Enquanto a equipe
econômica da presidente Dilma Rousseff pedia aval do Congresso ao pacote
fiscal, uma isenção tributária a igrejas foi incluída na surdina em uma MP
(medida provisória) aprovada no fim de maio.
O benefício pode
garantir a anulação de autuações fiscais a igrejas que extrapolam R$ 300
milhões. O artigo foi
incluído na MP 668, que tratava originalmente do aumento de impostos sobre
produtos importados. Para vigorar, precisa ainda passar pela sanção de Dilma.
Esse
"jabuti" –nome dado a temas estranhos inseridos em MPs– aumenta a
isenção fiscal de profissionais da fé, ao livrar da cobrança de impostos as
chamadas "comissões" que líderes religiosos ganham por arrebanhar
fieis ou recolher mais dízimos.
A medida
beneficia sobretudo as evangélicas neopentecostais, vertente em que o pagamento
de comissões a pastores é mais comum. A Constituição
garante imunidade tributária a templos. Já os profissionais que neles trabalham
e que recebem salário, como pastores, pagam contribuição previdenciária e
Imposto de Renda sobre a remuneração.

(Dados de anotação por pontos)
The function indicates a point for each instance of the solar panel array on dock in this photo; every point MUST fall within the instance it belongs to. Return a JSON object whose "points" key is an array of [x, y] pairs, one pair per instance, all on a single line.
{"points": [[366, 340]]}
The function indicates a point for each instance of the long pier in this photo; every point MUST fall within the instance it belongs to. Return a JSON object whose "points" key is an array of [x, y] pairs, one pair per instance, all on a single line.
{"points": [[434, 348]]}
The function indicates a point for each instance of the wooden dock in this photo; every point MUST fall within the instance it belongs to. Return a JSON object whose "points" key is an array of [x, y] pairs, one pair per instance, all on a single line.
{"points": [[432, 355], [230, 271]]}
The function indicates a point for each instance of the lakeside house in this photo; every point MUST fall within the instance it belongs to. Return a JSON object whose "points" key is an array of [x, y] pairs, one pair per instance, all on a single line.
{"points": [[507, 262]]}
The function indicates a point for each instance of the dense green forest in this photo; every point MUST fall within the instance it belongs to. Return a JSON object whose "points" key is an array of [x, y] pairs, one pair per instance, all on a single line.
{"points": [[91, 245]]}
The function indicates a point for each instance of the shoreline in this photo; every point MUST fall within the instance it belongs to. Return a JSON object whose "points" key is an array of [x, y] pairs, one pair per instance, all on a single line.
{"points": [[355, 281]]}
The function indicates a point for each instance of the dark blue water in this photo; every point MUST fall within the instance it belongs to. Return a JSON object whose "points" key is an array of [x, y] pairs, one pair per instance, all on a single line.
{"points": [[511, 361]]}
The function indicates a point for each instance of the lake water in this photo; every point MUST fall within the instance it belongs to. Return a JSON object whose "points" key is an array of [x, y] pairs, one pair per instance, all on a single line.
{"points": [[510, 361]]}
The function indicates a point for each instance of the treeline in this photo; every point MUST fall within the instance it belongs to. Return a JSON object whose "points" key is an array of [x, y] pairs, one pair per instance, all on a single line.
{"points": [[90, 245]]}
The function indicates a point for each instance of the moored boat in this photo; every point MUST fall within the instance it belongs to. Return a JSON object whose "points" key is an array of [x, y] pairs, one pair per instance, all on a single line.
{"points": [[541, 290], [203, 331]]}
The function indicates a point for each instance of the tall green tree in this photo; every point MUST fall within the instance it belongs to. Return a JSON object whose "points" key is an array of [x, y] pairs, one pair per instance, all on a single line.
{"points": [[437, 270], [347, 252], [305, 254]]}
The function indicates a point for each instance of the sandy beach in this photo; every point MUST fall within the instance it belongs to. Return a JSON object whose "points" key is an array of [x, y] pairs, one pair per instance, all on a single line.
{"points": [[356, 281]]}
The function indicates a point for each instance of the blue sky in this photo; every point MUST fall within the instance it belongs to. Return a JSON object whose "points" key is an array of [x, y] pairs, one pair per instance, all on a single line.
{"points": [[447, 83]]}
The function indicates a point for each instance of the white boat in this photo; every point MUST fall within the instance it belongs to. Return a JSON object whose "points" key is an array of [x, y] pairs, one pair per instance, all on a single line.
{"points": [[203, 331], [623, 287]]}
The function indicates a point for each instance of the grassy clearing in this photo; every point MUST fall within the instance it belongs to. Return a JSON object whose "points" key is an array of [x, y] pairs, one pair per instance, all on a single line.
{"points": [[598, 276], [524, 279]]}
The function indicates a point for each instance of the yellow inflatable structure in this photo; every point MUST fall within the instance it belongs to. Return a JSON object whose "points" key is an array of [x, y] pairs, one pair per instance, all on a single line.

§ Tarefas a resolver:
A – No trecho sobre a isenção a igrejas, por que a medida beneficia sobretudo as igrejas evangélicas neopentecostais?
B – Liste cada tributo que o trecho sobre a isenção a igrejas nomeia de forma específica.

§ Respostas em ordem:
A – Porque é nessa vertente que o pagamento de comissões a pastores é mais comum, e a medida livra essas comissões da cobrança de impostos.

B –
- Impostos sobre produtos importados
- Contribuição previdenciária
- Imposto de Renda